• [THE REQUEST] Can you swap each "pixel position" in the entries below for "coordinate pair" and give the lines back with nothing else changed?

Saved data entries
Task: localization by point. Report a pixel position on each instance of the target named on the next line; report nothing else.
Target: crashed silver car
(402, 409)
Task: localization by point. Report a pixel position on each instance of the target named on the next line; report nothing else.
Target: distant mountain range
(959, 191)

• [TASK RESPONSE]
Task: localization by point. Report a coordinate pair on each instance of the target named on the next line; report nothing else.
Target: crashed silver car
(402, 409)
Task: localization by point. Report a coordinate pair on each instance of the target named on the next line; report nothing else.
Target: distant mountain range
(959, 191)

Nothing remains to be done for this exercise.